_Excerpt to read:_
These drew the attention of Hong Kong artists such as Wucius Wong, Luis Chan and Leung Kui-ting. Later, when Walters became an art consultant to major corporations, she became one of the first to place Hong Kong art with large, multinational companies.

There was a time when Walters had a physical art gallery. In 1981, Alice King, the daughter of shipping magnate Tung Chao-yung and sister of former Hong Kong chief executive Tung Chee-hwa, the first postcolonial government leader, joined Arts Promotion and added Chinese art into the mix.

They opened a space in Wellington Street, Central and, within a few years, moved into nearby Prince’s Building, now Landmark Prince’s. They called it Alisan Fine Arts, an amalgam of their first names.

Daphne King-yao, King’s daughter, who now runs the gallery, says the two women were front runners at a time when there wasn’t the same interest as today in modern art produced by the Chinese diaspora. They worked together happily for nearly a decade before Walters left to set up her own gallery in the Mandarin Oriental and later, an art consultancy business.

That began a new chapter of her career which saw her mostly helping hotels and other businesses buy art. She was a shrewd negotiator and had great success as a businesswoman, one who was known to sell art that met a client’s needs rather than just works that appealed to her own tastes.

French bank Société Générale’s Hong Kong office was a key early client for Arts Promotion, King-yao says. Then, in 2006, Walters became art consultant to Hongkong Land, the biggest commercial landlord in Central, taking over the role that Nigel Cameron played for many years.

During Cameron’s time, successive Hongkong Land art committees had amassed hundreds of works, but most of them were in storage by the time Walters came on board. A new chief executive of Hongkong Land, Pang Yiu-kai, was keen to connect the brand with culture and society.

The committee asked Walters to help with a detailed audit of exactly what art the company had at the time. “Sandra was shocked by what she found. She kept saying, I can’t believe you are sitting on all of this,” recalls Sherry Wong, who joined the company in 2009 and is the current chairman of its art committee.

There are around 350 pieces in the collection and multiple works by Wong, Lui Shou-Kwan, Liu Kuo-sung and Cheung Yee were all hidden away, she says. Thanks to Walters’ guidance, around 99 per cent of the collection is now on display, either in the many public lobbies around Central or in the group’s offices.

She also made suggestions for new commissions, such as local artist Jaffa Lam’s Rejuvenated Bonsai (2015), a sculpture made with recycled materials on display in a public area of Jardine House.

_Task prompt:_ In the Hong Kong art excerpt, what did Walters and King call their gallery, and how did they arrive at the name?

Dataset excerpt
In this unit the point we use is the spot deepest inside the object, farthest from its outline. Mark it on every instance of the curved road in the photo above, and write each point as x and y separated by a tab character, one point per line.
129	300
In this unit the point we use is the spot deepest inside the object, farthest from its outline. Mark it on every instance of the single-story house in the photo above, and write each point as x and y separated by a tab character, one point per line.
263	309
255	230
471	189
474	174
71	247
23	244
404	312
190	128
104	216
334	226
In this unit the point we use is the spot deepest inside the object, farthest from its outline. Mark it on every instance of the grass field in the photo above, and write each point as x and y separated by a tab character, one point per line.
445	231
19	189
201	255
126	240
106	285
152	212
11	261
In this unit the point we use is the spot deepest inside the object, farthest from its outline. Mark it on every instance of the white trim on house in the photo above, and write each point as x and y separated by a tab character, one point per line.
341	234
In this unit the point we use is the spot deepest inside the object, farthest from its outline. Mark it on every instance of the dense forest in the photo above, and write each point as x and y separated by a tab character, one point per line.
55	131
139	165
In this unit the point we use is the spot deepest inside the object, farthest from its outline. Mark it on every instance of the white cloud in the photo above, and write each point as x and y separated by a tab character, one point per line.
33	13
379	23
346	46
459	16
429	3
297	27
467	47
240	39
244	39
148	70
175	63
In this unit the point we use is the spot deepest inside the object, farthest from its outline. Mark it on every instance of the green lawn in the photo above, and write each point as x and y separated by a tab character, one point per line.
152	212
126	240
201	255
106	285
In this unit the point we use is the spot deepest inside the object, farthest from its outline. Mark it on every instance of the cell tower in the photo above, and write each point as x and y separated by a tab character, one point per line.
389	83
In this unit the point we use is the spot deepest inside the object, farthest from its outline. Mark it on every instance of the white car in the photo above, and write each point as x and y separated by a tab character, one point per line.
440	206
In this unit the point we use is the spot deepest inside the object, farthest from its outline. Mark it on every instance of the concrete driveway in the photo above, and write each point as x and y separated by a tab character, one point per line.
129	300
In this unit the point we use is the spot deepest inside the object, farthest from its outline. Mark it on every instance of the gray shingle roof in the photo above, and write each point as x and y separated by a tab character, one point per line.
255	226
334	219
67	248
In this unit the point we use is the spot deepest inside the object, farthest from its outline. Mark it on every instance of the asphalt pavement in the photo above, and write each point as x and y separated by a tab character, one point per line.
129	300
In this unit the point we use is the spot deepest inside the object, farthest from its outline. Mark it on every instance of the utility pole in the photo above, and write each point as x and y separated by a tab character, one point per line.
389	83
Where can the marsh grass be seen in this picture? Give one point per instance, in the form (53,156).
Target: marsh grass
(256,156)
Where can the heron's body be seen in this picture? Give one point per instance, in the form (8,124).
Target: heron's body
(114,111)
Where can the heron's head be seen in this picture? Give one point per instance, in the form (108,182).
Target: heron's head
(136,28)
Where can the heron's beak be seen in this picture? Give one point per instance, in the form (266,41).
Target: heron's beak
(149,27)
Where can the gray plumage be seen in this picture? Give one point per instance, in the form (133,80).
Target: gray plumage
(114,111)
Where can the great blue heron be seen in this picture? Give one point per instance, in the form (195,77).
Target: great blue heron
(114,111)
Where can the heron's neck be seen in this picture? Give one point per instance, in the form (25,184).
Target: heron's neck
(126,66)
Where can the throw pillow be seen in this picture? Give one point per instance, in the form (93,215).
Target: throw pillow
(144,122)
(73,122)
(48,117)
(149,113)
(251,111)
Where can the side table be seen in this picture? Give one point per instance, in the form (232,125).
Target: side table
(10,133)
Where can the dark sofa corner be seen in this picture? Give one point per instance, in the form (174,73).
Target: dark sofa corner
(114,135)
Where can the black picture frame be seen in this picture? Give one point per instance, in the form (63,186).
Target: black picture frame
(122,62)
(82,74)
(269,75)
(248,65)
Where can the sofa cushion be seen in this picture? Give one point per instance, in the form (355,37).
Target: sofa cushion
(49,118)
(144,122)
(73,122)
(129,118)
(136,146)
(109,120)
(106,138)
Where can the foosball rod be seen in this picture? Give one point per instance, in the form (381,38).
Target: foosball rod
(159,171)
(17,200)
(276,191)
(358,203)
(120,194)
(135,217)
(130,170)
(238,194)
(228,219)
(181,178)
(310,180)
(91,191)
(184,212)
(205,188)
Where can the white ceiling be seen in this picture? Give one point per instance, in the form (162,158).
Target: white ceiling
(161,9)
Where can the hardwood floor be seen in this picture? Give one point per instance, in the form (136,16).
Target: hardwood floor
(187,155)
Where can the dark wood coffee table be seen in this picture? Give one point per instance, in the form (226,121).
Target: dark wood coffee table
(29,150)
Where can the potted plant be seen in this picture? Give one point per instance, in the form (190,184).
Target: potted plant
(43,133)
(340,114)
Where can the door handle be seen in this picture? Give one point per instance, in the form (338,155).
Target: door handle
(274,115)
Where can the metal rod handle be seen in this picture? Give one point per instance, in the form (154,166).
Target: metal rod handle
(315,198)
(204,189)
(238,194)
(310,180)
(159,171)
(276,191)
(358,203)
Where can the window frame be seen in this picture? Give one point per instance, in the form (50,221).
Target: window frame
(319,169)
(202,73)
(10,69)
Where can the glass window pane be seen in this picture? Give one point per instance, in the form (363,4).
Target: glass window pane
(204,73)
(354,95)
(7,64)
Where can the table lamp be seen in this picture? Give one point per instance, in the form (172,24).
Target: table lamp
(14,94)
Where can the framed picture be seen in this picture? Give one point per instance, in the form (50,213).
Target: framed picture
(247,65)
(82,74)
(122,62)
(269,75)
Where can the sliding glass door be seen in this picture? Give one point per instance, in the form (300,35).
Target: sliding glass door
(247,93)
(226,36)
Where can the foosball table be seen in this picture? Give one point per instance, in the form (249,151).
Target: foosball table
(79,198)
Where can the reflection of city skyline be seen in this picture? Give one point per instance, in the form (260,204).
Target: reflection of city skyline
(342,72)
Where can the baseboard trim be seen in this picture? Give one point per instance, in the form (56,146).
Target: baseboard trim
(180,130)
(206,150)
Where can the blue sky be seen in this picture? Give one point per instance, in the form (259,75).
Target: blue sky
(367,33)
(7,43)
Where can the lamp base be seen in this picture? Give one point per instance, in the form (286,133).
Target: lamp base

_Complete response:_ They called it Alisan Fine Arts, an amalgam of their first names.